[Named object pointing entries]
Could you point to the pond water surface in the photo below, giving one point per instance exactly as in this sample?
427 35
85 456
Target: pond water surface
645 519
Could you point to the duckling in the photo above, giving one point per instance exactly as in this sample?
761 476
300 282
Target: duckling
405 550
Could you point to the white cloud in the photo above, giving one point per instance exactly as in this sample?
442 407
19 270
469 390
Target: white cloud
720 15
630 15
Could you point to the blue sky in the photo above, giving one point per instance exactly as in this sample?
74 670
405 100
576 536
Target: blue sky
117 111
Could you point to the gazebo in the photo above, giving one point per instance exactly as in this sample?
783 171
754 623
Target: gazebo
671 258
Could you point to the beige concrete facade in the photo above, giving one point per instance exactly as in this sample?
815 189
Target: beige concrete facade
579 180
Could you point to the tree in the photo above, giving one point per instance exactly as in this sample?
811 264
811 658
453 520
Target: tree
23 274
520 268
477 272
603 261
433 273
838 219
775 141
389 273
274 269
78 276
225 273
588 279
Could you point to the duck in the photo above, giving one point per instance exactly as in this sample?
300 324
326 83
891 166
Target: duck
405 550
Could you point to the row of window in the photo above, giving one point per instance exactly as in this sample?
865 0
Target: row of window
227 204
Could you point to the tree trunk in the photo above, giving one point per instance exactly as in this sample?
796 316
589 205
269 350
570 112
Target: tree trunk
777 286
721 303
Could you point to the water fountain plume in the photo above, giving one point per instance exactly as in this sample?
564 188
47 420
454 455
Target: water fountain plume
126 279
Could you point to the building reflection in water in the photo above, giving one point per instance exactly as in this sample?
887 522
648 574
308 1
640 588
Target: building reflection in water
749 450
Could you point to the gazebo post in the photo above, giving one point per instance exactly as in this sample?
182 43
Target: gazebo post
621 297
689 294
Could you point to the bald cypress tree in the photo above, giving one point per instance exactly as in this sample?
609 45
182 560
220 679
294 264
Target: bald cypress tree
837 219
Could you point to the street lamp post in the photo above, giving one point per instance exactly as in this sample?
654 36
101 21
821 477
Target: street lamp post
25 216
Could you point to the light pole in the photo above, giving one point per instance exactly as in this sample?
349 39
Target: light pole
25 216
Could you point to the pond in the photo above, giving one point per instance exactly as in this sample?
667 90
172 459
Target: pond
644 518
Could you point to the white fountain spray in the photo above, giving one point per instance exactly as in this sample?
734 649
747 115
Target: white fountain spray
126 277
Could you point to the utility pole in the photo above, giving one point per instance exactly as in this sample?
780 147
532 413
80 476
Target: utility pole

■ Exercise aim
The lines above should be duplicated exactly.

■ Finished answer
Could you point to the pond water surface in the photo below, giving one point per instance exactly as in this sample?
427 35
85 456
Target: pond water surface
645 519
Could you point to the duckling in the photo above, giving one point per instance exactly as in this sample?
761 476
300 282
Target: duckling
405 550
Could you point to the white cloud in the photo above, giving one point per instance exactly as in this sample?
442 407
19 270
469 390
Target: white cloud
720 15
630 15
Could you point to the blue sky in the photo above, giving one point per instance exactly as in this sample?
74 670
405 100
576 536
Target: blue sky
117 111
Could you point to the gazebo in the photo above, giving one point per instance exactly as in this sample?
783 171
754 623
Target: gazebo
671 258
Could you point to the beige concrete facade in the photo above, giving one point per instance exactly as in this sample?
815 189
Target: beige concrete facade
579 180
Could you point to the tree in the photo above, giving one point per instance exactly as in this sample?
811 264
811 658
453 520
Target: tree
23 274
520 268
477 272
603 261
433 273
838 219
775 141
389 273
274 269
78 276
225 273
588 279
Could you point to the duck in the photo above, giving one point per instance exactly as in this sample?
300 324
326 83
891 166
Target: duck
405 550
Could you point to the row of window in the photo above, giving one point per instance exactly as in this sample?
865 0
Target: row of window
227 204
Could you point to the tree trunk in the photo above, giving one point per instance exactly as in this sample?
796 316
589 205
269 350
570 112
Target: tree trunk
777 286
721 303
Could you point to the water fountain plume in the photo above, giving one point per instance exactly as in this sample?
564 188
47 420
454 455
Target: water fountain plume
126 279
Could you point to the building reflection in water in the photo above, giving one point per instance exactly as in this sample?
887 522
648 574
308 1
640 588
Target: building reflection in water
749 450
Could you point to the gazebo post in the photo above, giving one point per instance exactly as in this sample?
182 43
Target: gazebo post
621 297
689 294
Could you point to the bald cypress tree in the photo above, giving one point per instance exactly as in this sample?
609 45
182 560
220 679
294 264
Target: bald cypress tree
837 219
Could you point to the street lamp post in the photo above, giving one point per instance exactly as in this sample?
654 36
101 21
821 477
Target: street lamp post
25 216
Could you point to the light pole in the photo above, giving one point per instance exactly as in this sample?
349 39
Target: light pole
25 216
Could you point to the pond in the photo above, giving one point per instance exactly as in this sample?
667 90
172 459
Target: pond
644 518
Could you point to the white fountain spray in the photo above, giving one point per instance exactly as in this sample?
734 649
747 115
Target: white fountain spray
126 277
Could you point to the utility pole in the photo above, giving one point per instance exactly as in this sample?
780 147
532 413
80 476
Target: utility pole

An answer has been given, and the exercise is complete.